• **DIRECTION**: Please print every one of the entries below word for word, keeping their order and wording unchanged.

• **RECORDS**:
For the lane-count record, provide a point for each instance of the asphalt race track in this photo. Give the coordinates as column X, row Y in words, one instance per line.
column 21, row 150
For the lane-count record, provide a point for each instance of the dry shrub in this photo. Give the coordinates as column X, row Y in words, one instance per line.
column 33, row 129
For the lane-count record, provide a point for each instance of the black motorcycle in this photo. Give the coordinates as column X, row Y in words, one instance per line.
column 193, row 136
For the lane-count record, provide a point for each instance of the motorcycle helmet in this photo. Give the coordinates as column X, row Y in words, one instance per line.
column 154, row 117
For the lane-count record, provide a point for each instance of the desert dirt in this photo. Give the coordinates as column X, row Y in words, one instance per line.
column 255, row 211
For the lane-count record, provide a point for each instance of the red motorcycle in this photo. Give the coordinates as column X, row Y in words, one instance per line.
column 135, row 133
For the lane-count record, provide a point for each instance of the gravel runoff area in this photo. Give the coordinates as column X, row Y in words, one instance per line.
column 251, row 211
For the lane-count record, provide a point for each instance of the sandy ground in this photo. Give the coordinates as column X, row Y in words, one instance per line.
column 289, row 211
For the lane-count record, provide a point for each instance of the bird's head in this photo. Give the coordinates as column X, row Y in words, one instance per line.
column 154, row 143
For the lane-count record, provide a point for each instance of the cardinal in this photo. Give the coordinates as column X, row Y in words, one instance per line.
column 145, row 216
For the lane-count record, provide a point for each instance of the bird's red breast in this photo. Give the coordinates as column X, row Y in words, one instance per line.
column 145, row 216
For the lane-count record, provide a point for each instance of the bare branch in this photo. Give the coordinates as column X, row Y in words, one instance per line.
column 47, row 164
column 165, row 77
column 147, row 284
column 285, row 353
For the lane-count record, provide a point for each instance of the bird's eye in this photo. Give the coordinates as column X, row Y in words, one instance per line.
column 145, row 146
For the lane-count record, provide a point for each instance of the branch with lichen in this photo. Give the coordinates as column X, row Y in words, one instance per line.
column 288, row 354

• **FULL RESPONSE**:
For the lane-count record, provide a point for each instance of the asphalt race track in this photo. Give the coordinates as column X, row Y in words, one instance per line.
column 21, row 150
For the lane-count record, provide a point for each instance of the dry shrub in this photo. Give the coordinates as column X, row Y in words, one instance per line.
column 33, row 129
For the lane-count record, provide a point for each instance of the black motorcycle in this photo. Give the coordinates as column X, row Y in words, one instance per line.
column 193, row 136
For the lane-count record, provide a point for each instance of the motorcycle helmet in this photo. Give the coordinates as column X, row Y in words, one instance per line.
column 154, row 117
For the lane-count record, provide a point for each instance of the desert dirt in this photo. Give the coordinates as column X, row Y in words, one instance per line.
column 255, row 211
For the lane-count record, provide a point for each instance of the red motorcycle in this photo. Give the coordinates as column X, row Y in words, one instance per line.
column 135, row 133
For the lane-count record, provide a point for each instance of the gravel runoff area in this photo. Give the coordinates as column X, row Y in words, one instance per line.
column 251, row 211
For the lane-count record, provide a point for each instance of the sandy ground in this photo. Give the coordinates as column X, row Y in words, one instance per line.
column 289, row 211
For the lane-count record, provide a point for each instance of the bird's head in this photo. Give the coordinates as column X, row Y in words, one instance per line.
column 154, row 143
For the lane-count record, provide a point for each instance of the cardinal in this photo. Give the coordinates as column X, row Y in words, one instance per line.
column 145, row 216
For the lane-count record, provide a point for each instance of the bird's red breast in this photo. Give the coordinates as column X, row Y in words, one instance per line.
column 145, row 216
For the lane-count record, provide a point for each instance of the bare branch in this photo. Give the coordinates as column X, row Y in words, one instance per line.
column 47, row 164
column 165, row 77
column 147, row 284
column 285, row 353
For the lane-count record, provide a point for each instance of the bird's eye in this photo. Give the coordinates as column X, row Y in words, one instance per line.
column 145, row 146
For the lane-count record, provide a point for each instance of the branch with lichen in this photo. Give the coordinates as column X, row Y in words, one instance per line.
column 288, row 354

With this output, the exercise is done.